(begin)

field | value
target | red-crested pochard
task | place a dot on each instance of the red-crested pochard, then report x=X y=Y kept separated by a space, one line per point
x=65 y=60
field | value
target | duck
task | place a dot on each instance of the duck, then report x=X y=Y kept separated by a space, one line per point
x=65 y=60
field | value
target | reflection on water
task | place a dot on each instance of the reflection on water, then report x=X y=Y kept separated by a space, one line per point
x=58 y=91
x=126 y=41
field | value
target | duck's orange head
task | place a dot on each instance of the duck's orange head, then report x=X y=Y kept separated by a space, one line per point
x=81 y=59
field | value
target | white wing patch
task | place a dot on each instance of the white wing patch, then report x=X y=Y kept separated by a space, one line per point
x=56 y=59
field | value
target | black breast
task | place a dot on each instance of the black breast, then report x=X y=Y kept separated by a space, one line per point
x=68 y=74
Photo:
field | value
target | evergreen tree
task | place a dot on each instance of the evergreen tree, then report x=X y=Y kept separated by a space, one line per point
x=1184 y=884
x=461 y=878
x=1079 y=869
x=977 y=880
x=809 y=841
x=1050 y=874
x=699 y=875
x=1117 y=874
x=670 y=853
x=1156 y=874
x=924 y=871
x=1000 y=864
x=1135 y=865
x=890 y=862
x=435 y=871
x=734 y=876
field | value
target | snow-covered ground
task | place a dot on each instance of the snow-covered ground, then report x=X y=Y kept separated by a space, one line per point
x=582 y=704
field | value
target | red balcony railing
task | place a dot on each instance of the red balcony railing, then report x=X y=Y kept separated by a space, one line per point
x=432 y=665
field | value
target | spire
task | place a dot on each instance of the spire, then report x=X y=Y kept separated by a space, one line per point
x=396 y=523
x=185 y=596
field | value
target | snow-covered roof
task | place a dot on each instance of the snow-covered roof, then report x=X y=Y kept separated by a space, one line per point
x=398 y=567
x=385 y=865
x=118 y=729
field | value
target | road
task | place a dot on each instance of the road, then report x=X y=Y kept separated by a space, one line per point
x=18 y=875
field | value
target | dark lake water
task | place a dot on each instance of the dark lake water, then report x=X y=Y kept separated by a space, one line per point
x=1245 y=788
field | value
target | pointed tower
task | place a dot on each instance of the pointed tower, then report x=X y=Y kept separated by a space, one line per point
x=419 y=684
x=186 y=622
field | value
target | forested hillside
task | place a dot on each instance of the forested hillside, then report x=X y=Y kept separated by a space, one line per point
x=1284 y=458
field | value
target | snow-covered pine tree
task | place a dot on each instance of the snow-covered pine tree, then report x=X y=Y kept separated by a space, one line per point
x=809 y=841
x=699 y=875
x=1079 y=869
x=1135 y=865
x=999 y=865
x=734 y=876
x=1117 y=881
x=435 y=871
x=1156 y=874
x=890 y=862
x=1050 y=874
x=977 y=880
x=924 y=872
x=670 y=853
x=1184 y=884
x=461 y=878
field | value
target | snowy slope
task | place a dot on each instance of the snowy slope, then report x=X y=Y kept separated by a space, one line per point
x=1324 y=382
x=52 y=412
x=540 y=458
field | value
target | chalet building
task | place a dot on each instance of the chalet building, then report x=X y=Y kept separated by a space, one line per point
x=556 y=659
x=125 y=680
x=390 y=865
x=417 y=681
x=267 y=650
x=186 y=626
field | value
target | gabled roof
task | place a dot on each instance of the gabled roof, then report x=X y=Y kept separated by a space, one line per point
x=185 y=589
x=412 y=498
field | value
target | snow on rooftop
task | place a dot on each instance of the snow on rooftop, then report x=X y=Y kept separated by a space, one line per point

(end)

> [TASK PROMPT]:
List every line of the records that contains the word "duck", treating uppercase and lowercase as different.

> [EXERCISE OUTPUT]:
target | duck
task | place a dot on each instance of the duck, then report x=X y=Y kept separated by a space, one line per point
target | duck's orange head
task | place a dot on each instance of the duck's orange head, then report x=X y=Y kept separated by a space, one line per point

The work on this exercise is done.